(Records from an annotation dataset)
▼

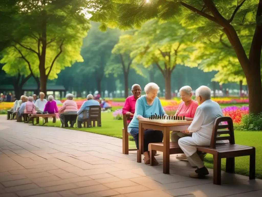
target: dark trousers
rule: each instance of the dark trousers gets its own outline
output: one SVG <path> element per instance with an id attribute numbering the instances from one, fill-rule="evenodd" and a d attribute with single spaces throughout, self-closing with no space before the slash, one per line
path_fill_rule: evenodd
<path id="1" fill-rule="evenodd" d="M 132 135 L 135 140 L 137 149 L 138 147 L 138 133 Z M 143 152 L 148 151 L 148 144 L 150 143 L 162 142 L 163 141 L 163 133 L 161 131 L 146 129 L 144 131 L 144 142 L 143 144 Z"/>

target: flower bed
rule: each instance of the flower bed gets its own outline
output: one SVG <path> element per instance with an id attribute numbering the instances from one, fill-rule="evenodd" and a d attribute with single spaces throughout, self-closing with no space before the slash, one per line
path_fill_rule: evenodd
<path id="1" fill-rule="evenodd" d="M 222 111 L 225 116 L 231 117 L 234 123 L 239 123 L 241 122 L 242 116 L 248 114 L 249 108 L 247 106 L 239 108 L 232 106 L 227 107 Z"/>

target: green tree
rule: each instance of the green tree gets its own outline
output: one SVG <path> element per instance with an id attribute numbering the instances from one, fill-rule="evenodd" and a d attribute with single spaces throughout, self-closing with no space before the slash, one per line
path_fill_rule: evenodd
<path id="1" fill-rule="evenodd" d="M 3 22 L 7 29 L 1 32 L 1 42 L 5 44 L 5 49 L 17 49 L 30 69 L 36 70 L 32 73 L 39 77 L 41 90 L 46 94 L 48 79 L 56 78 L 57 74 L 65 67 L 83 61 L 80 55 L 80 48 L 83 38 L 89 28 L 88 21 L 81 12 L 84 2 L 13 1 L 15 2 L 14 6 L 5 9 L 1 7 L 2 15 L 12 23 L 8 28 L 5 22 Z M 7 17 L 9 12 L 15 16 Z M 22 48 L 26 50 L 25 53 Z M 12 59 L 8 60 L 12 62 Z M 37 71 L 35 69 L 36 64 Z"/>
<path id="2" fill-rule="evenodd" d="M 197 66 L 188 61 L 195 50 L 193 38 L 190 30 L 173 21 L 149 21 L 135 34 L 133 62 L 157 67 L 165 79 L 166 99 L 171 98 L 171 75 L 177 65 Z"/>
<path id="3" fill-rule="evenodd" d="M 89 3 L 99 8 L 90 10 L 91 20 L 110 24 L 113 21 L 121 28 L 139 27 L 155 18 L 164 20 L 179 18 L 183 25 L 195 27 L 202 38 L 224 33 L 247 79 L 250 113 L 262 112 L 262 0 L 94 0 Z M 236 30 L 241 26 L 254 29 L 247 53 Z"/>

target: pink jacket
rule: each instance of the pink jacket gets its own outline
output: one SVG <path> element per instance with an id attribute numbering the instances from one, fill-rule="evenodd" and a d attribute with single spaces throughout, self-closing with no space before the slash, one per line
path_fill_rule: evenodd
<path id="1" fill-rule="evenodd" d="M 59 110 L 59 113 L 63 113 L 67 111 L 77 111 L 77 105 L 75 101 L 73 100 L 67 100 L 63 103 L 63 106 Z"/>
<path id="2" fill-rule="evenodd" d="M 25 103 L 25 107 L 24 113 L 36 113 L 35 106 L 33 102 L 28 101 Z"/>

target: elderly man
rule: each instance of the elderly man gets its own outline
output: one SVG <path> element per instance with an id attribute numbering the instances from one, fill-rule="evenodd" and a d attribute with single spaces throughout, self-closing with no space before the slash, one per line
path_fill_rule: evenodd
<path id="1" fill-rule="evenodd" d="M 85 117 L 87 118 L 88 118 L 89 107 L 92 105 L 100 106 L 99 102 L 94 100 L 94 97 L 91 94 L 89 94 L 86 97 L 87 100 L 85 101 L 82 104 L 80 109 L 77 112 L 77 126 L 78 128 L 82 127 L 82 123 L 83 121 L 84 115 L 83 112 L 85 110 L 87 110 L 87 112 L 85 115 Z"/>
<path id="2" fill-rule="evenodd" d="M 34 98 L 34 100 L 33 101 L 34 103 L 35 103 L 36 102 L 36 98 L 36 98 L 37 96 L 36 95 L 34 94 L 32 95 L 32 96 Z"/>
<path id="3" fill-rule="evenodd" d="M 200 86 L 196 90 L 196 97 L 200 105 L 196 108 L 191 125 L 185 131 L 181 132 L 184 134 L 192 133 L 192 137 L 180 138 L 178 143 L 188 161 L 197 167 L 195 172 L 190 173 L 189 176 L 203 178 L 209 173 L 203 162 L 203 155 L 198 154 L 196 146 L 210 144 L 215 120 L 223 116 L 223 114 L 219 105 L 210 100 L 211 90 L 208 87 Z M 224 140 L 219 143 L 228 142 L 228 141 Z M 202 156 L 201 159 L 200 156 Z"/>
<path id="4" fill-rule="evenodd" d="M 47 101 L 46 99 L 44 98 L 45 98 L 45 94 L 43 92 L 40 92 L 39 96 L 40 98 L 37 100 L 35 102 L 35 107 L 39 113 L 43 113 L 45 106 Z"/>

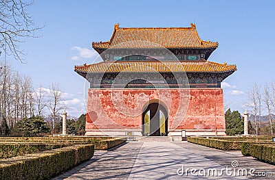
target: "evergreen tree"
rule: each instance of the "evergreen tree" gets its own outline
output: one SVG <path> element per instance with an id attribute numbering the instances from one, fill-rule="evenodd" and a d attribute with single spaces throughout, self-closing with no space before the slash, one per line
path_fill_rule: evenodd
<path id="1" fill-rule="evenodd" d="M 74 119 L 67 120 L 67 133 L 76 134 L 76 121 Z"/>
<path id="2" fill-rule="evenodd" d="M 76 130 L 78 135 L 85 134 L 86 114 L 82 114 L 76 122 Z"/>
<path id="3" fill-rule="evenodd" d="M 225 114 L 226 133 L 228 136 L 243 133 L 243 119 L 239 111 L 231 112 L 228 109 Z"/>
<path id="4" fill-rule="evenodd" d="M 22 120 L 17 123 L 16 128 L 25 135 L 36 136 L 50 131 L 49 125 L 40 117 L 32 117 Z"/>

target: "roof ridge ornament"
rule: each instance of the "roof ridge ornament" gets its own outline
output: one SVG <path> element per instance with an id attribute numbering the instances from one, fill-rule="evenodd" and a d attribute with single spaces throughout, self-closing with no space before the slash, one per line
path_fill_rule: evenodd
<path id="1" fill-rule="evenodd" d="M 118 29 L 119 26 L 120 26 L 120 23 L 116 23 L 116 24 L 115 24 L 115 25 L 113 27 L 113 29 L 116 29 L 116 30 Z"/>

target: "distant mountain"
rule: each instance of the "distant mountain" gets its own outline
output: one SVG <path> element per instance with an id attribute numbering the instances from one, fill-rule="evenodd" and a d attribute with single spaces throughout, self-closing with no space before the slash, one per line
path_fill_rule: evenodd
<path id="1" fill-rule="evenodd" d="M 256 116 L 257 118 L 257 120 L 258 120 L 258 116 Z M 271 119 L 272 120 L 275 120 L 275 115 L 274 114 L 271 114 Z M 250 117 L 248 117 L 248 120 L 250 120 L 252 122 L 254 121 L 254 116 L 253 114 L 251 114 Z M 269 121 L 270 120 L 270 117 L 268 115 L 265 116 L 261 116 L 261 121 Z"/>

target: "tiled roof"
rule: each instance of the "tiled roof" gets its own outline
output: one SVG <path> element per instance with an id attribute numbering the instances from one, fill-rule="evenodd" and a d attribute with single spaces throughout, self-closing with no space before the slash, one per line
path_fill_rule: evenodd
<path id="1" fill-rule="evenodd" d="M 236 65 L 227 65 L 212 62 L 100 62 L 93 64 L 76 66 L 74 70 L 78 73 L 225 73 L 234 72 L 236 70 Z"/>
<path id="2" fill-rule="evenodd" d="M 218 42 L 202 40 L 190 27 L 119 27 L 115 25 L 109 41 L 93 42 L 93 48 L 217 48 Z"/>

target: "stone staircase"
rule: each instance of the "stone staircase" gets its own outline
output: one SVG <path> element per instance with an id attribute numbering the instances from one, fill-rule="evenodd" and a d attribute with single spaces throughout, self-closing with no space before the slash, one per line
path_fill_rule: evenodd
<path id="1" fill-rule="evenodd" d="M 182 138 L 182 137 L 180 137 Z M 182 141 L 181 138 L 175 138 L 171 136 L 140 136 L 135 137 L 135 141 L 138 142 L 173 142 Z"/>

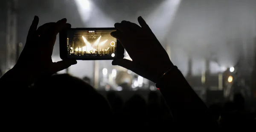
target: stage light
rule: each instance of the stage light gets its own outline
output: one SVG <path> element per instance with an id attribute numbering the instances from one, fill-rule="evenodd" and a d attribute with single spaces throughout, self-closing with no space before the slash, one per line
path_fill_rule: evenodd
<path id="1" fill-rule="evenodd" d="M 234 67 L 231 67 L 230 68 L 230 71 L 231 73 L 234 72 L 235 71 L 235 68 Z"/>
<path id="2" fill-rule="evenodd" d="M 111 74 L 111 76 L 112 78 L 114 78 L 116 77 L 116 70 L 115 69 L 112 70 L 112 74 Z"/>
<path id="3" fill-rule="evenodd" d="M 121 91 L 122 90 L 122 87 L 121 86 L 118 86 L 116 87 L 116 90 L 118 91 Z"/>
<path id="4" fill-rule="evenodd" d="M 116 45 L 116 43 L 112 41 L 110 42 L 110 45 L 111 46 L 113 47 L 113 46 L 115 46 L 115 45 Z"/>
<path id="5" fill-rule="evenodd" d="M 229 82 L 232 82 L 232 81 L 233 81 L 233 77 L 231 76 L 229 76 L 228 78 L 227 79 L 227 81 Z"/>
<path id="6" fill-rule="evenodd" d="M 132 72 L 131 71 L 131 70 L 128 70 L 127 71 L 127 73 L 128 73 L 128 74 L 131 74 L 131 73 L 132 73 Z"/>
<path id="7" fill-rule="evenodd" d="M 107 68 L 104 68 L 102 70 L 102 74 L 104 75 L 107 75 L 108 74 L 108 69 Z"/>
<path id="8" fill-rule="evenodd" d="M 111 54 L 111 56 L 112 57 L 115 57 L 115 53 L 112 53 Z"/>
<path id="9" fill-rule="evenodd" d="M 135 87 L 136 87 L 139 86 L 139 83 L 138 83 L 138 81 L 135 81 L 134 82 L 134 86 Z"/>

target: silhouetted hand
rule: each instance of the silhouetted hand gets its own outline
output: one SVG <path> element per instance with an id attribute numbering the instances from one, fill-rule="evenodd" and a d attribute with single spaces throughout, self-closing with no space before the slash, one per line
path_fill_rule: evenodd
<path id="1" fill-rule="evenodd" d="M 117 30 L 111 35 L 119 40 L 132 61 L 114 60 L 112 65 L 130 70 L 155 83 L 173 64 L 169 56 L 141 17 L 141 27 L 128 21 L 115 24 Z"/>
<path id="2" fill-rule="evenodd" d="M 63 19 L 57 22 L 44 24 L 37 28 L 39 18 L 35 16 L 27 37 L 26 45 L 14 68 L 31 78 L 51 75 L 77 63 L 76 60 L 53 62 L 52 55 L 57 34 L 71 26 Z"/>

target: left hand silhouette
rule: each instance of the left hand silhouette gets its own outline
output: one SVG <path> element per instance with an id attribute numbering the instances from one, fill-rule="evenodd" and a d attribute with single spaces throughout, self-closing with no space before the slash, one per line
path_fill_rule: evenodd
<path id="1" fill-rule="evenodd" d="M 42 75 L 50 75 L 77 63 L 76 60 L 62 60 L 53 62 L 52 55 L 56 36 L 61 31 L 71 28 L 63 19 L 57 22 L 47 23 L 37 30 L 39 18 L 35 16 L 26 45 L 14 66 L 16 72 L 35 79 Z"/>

▲
▼

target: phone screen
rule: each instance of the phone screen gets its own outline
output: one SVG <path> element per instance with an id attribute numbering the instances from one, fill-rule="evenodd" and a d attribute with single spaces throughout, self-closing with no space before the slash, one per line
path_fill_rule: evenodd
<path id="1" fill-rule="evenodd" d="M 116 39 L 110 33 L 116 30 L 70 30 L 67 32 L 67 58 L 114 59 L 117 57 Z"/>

▲

Please copy the item lines word for word, starting at the line containing "target: flower bed" and ending after the line containing "222 111 L 225".

target: flower bed
rule: each instance of the flower bed gets its own outline
output: one SVG <path> element per instance with an id attribute numbering the instances from one, fill-rule="evenodd" and a d attribute with single spaces throughout, self-closing with no space before the slash, one per line
path_fill_rule: evenodd
<path id="1" fill-rule="evenodd" d="M 222 111 L 225 116 L 231 117 L 234 123 L 239 123 L 241 122 L 242 116 L 248 114 L 249 108 L 247 106 L 239 108 L 232 106 L 227 107 Z"/>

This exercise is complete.